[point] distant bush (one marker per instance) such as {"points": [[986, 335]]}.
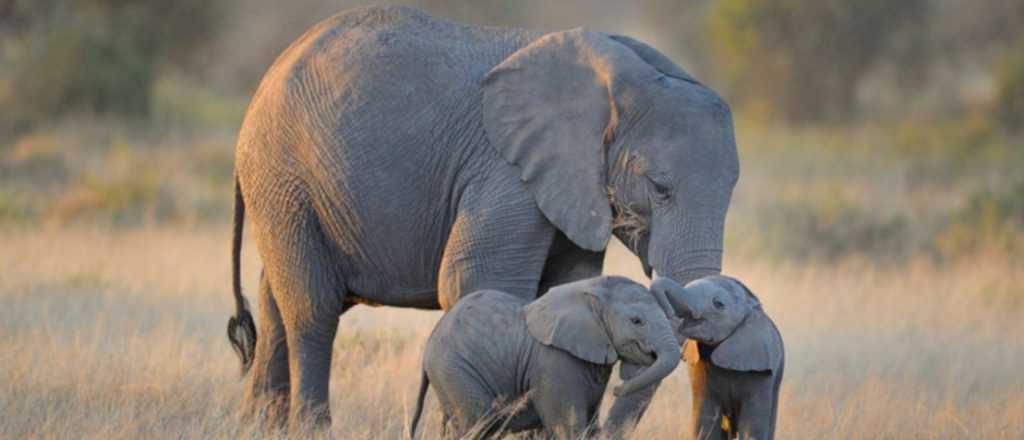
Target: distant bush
{"points": [[830, 228], [1010, 90], [803, 59], [988, 219], [95, 55], [131, 200]]}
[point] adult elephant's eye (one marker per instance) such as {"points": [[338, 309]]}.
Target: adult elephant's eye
{"points": [[662, 186]]}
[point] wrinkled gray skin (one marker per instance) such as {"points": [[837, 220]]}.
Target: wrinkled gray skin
{"points": [[558, 351], [391, 158], [735, 357]]}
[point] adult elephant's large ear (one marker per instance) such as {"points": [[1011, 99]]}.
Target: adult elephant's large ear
{"points": [[566, 317], [756, 346], [549, 108]]}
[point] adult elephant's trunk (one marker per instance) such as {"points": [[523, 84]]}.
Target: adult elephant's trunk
{"points": [[668, 353], [674, 293]]}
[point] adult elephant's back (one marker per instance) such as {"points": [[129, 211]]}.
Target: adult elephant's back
{"points": [[372, 121], [396, 159]]}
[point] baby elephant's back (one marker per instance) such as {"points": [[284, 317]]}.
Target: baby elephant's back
{"points": [[482, 338]]}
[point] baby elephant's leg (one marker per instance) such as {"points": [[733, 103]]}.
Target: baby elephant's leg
{"points": [[756, 418], [466, 404], [708, 420]]}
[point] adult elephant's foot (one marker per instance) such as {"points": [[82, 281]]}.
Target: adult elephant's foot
{"points": [[267, 393]]}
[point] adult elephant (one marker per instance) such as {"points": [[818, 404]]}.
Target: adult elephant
{"points": [[391, 158]]}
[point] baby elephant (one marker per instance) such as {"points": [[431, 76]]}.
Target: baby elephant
{"points": [[734, 354], [556, 353]]}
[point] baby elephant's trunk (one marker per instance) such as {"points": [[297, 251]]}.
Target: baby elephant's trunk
{"points": [[668, 352]]}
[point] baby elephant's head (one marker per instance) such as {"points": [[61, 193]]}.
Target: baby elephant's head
{"points": [[604, 319], [720, 312]]}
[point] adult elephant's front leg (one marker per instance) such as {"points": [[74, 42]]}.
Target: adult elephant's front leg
{"points": [[568, 263], [627, 410]]}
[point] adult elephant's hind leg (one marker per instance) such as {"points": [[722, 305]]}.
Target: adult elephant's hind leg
{"points": [[308, 290], [266, 397]]}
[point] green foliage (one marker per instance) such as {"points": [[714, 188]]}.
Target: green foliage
{"points": [[989, 219], [1010, 90], [803, 58], [95, 55], [830, 228]]}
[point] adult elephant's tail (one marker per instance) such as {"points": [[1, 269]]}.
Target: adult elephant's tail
{"points": [[241, 330], [424, 384]]}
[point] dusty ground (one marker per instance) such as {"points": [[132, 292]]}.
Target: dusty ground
{"points": [[120, 335]]}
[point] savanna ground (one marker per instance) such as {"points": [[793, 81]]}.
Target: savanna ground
{"points": [[894, 274]]}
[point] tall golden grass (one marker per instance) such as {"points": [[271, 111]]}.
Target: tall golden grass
{"points": [[120, 334]]}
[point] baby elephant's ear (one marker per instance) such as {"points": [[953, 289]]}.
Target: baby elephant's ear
{"points": [[567, 318], [756, 346]]}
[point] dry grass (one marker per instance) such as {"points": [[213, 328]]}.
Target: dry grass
{"points": [[120, 335]]}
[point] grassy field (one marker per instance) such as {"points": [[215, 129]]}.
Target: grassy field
{"points": [[896, 281]]}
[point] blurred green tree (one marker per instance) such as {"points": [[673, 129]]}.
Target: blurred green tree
{"points": [[1010, 90], [95, 55], [804, 57]]}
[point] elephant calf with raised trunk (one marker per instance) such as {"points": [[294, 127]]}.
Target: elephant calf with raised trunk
{"points": [[735, 357], [556, 352]]}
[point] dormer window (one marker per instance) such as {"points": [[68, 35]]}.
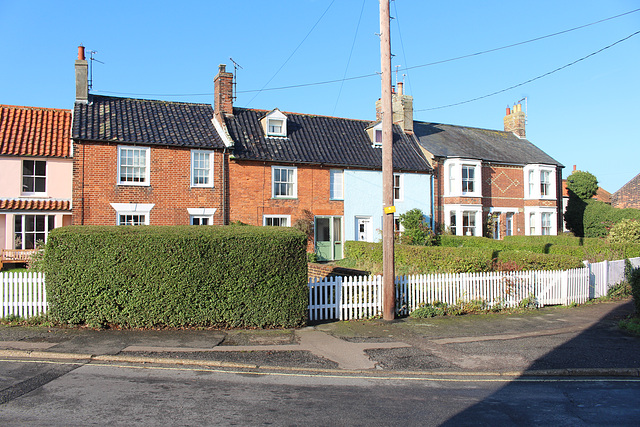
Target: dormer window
{"points": [[275, 123], [375, 134]]}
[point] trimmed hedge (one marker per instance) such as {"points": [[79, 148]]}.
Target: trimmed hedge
{"points": [[179, 276]]}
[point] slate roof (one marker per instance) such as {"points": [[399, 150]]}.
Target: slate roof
{"points": [[34, 205], [141, 121], [483, 144], [319, 140], [34, 131]]}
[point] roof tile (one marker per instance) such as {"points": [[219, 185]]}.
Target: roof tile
{"points": [[35, 131]]}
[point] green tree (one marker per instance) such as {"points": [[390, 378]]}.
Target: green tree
{"points": [[582, 184], [581, 187], [416, 230]]}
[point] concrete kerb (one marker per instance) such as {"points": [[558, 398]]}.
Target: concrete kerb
{"points": [[511, 375]]}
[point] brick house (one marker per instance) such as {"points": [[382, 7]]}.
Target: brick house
{"points": [[486, 176], [628, 196], [145, 162], [35, 172], [288, 167]]}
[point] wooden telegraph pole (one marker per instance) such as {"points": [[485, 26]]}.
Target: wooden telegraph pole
{"points": [[388, 271]]}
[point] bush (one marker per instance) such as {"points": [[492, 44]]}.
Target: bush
{"points": [[177, 276], [416, 230], [634, 281], [625, 231]]}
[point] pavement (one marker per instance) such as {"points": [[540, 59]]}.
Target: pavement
{"points": [[551, 341]]}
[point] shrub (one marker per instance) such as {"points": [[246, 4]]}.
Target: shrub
{"points": [[634, 281], [625, 231], [177, 276], [416, 230]]}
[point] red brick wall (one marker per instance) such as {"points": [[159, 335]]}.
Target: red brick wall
{"points": [[250, 193], [502, 187], [628, 196], [95, 178]]}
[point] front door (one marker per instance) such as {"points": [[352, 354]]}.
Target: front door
{"points": [[328, 238], [363, 229]]}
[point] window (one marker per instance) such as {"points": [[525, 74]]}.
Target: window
{"points": [[397, 187], [31, 229], [337, 184], [509, 224], [532, 224], [545, 183], [201, 220], [201, 168], [452, 222], [132, 219], [541, 182], [132, 213], [34, 176], [546, 223], [275, 123], [284, 182], [378, 137], [462, 177], [133, 165], [469, 223], [276, 220], [467, 178], [275, 127]]}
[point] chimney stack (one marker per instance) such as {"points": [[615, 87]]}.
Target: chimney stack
{"points": [[514, 121], [223, 93], [402, 109], [82, 77]]}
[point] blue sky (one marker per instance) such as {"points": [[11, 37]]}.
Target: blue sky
{"points": [[585, 114]]}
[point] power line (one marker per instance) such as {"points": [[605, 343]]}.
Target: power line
{"points": [[292, 53], [533, 79], [349, 60], [264, 89]]}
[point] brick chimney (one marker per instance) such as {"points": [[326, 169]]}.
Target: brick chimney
{"points": [[82, 80], [402, 109], [223, 92], [514, 121]]}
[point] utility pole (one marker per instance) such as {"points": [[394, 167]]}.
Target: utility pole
{"points": [[388, 271]]}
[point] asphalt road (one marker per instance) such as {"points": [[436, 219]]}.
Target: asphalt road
{"points": [[56, 393]]}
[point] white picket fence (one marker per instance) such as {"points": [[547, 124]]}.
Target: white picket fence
{"points": [[344, 298], [22, 295]]}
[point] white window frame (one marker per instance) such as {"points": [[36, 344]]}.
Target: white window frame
{"points": [[453, 177], [294, 183], [201, 213], [533, 189], [336, 183], [49, 224], [147, 174], [275, 116], [265, 219], [533, 220], [34, 177], [208, 171], [136, 209], [399, 178], [459, 211]]}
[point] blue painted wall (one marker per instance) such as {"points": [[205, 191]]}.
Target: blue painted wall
{"points": [[363, 197]]}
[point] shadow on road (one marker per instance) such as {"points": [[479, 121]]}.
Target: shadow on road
{"points": [[570, 400]]}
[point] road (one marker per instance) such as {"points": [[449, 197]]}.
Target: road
{"points": [[61, 393]]}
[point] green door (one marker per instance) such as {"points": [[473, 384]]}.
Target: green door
{"points": [[328, 238]]}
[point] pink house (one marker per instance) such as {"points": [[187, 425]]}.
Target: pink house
{"points": [[36, 171]]}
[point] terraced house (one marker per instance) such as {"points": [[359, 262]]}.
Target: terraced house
{"points": [[35, 174]]}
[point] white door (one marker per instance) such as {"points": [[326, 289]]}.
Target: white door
{"points": [[363, 229]]}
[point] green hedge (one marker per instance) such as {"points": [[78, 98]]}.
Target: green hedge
{"points": [[177, 276]]}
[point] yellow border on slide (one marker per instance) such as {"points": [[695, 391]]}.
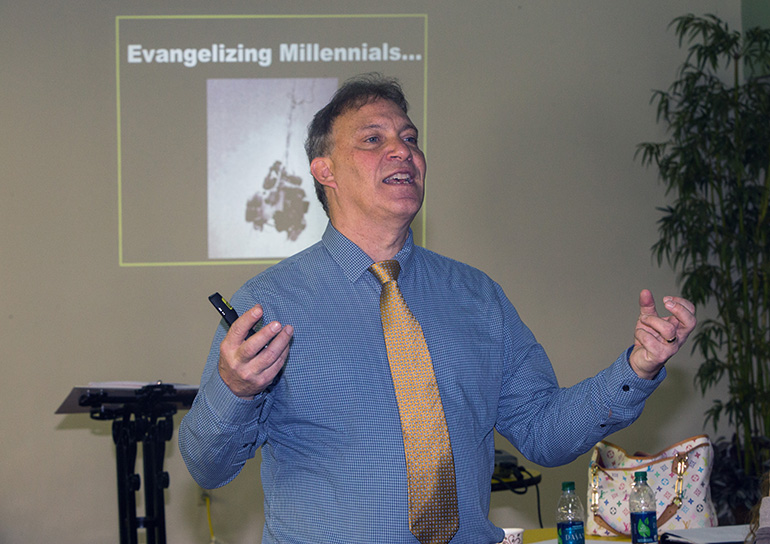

▶ Task brief
Skip the pictures and restate exactly the lines from the beginning of the listing to the line with "[point] baby elephant (one", that line included.

▶ Expected output
[point] distant bush (one marker per instance) such as {"points": [[986, 335]]}.
Target: distant bush
{"points": [[830, 228], [1010, 90], [803, 59], [988, 219], [95, 55], [131, 200]]}
[point] adult elephant's eye (one marker per instance) such as {"points": [[338, 309]]}.
Target: adult elephant's eye
{"points": [[662, 186]]}
[point] wrinkled gray skin (one marker per instance) such as {"points": [[837, 220]]}.
Target: wrinkled gray skin
{"points": [[558, 351], [391, 158], [735, 357]]}
[point] adult elephant's large ear (one marker per instance) such as {"points": [[1011, 99]]}.
Target: adult elephant's large ear
{"points": [[566, 317], [756, 346], [549, 108]]}
[point] adult elephant's trunk (one marker per instance) such as {"points": [[523, 84]]}.
Target: adult elephant's trunk
{"points": [[668, 353], [674, 293]]}
[point] adult elephant's back (one marker per instance) such as {"points": [[129, 211]]}.
Target: adult elephant's back
{"points": [[372, 121], [396, 159]]}
[point] baby elephant's back (one marker per instance) such as {"points": [[284, 317]]}.
Target: baby elephant's back
{"points": [[482, 338]]}
[point] baby elephant's leg (one marker per instance) such as {"points": [[733, 103]]}.
Target: baby elephant's leg
{"points": [[756, 418], [466, 404], [708, 420]]}
[point] adult elephant's foot (one marker per instance) such as {"points": [[82, 281]]}.
Target: adult elephant's foot
{"points": [[267, 393]]}
[point] adult elephant (one marker per instance) such as {"points": [[818, 404]]}.
Target: adult elephant
{"points": [[391, 158]]}
[point] baby elephant (one marker per instance) such as {"points": [[431, 76]]}.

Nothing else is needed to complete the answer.